═════ Data

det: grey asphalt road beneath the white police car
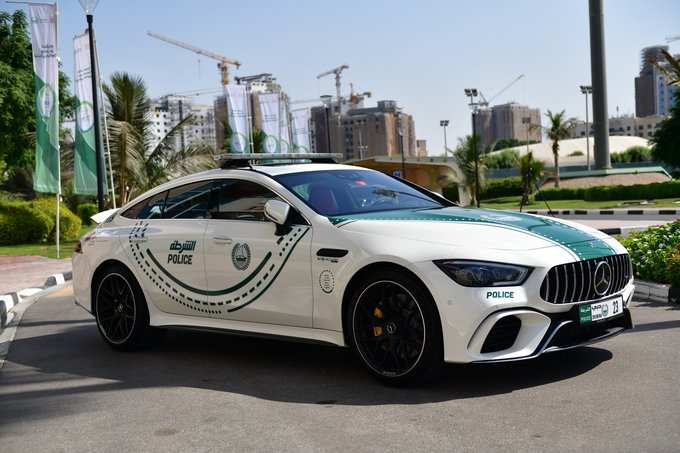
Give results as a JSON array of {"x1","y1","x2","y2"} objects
[{"x1": 0, "y1": 289, "x2": 680, "y2": 453}]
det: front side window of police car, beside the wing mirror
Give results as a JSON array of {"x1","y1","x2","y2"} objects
[{"x1": 210, "y1": 179, "x2": 278, "y2": 222}]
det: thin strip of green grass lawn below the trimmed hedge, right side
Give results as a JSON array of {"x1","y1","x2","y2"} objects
[{"x1": 481, "y1": 196, "x2": 680, "y2": 209}]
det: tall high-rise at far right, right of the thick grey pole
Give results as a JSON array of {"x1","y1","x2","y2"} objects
[{"x1": 635, "y1": 46, "x2": 680, "y2": 117}]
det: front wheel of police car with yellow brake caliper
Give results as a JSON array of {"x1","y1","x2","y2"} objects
[{"x1": 345, "y1": 269, "x2": 444, "y2": 386}]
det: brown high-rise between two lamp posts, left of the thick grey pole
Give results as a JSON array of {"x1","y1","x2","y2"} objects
[{"x1": 475, "y1": 102, "x2": 541, "y2": 148}]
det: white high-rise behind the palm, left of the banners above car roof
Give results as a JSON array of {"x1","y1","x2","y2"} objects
[{"x1": 149, "y1": 95, "x2": 215, "y2": 149}]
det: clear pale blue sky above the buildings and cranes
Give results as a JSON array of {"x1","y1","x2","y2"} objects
[{"x1": 2, "y1": 0, "x2": 680, "y2": 154}]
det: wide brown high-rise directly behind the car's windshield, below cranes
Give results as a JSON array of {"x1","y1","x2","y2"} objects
[{"x1": 312, "y1": 101, "x2": 416, "y2": 159}]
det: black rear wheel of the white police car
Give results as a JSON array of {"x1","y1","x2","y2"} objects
[{"x1": 93, "y1": 264, "x2": 151, "y2": 351}]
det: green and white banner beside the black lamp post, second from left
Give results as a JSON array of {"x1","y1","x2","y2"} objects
[{"x1": 73, "y1": 31, "x2": 99, "y2": 195}]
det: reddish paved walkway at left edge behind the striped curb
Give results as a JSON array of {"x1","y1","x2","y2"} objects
[{"x1": 0, "y1": 256, "x2": 71, "y2": 294}]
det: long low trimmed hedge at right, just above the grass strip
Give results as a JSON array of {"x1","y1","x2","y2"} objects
[{"x1": 536, "y1": 181, "x2": 680, "y2": 201}]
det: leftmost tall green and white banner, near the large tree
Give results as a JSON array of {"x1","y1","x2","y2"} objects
[{"x1": 28, "y1": 4, "x2": 61, "y2": 193}]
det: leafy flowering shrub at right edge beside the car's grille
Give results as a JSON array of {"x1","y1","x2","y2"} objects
[{"x1": 621, "y1": 220, "x2": 680, "y2": 286}]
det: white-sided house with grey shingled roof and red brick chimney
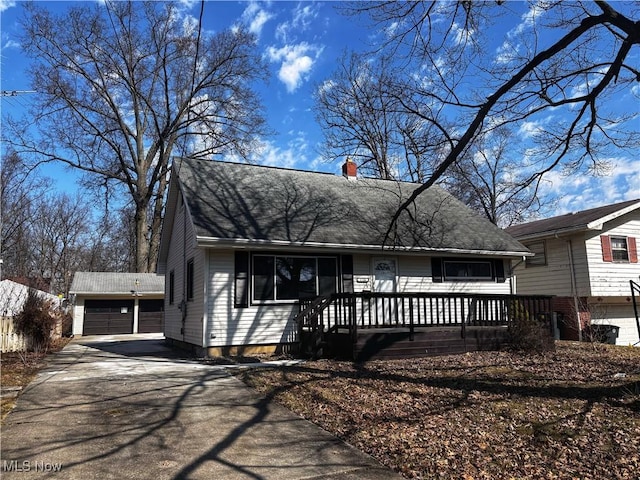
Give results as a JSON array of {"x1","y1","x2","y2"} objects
[{"x1": 158, "y1": 159, "x2": 530, "y2": 356}]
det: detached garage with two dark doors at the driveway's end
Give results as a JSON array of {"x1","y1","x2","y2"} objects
[{"x1": 69, "y1": 272, "x2": 164, "y2": 335}]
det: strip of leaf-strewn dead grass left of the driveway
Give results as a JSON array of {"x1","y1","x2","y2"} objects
[{"x1": 0, "y1": 338, "x2": 70, "y2": 420}]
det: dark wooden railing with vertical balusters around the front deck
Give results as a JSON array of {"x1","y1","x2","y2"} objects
[{"x1": 296, "y1": 292, "x2": 552, "y2": 352}]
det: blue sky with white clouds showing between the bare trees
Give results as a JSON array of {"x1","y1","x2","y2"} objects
[{"x1": 0, "y1": 0, "x2": 640, "y2": 218}]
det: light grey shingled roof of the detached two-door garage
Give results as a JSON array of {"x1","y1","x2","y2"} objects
[{"x1": 69, "y1": 272, "x2": 164, "y2": 295}]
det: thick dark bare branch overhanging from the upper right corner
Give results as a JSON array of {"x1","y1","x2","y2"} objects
[{"x1": 336, "y1": 1, "x2": 640, "y2": 235}]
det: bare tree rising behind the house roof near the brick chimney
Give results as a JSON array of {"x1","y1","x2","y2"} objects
[{"x1": 315, "y1": 54, "x2": 436, "y2": 181}]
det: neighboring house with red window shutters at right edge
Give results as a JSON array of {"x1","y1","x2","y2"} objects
[{"x1": 507, "y1": 200, "x2": 640, "y2": 345}]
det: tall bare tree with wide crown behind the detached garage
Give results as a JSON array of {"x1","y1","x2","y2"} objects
[{"x1": 6, "y1": 0, "x2": 267, "y2": 272}]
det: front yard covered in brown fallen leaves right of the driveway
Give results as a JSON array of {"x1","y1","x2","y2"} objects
[{"x1": 240, "y1": 342, "x2": 640, "y2": 480}]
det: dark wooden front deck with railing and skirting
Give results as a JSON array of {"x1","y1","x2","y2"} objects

══════════

▶ Task goal:
Look through the data above. Find each line with the string "chimney" and copy it.

▶ Answer space:
det: white-sided house with grey shingled roof and red brick chimney
det: bare tree rising behind the house roof near the brick chimney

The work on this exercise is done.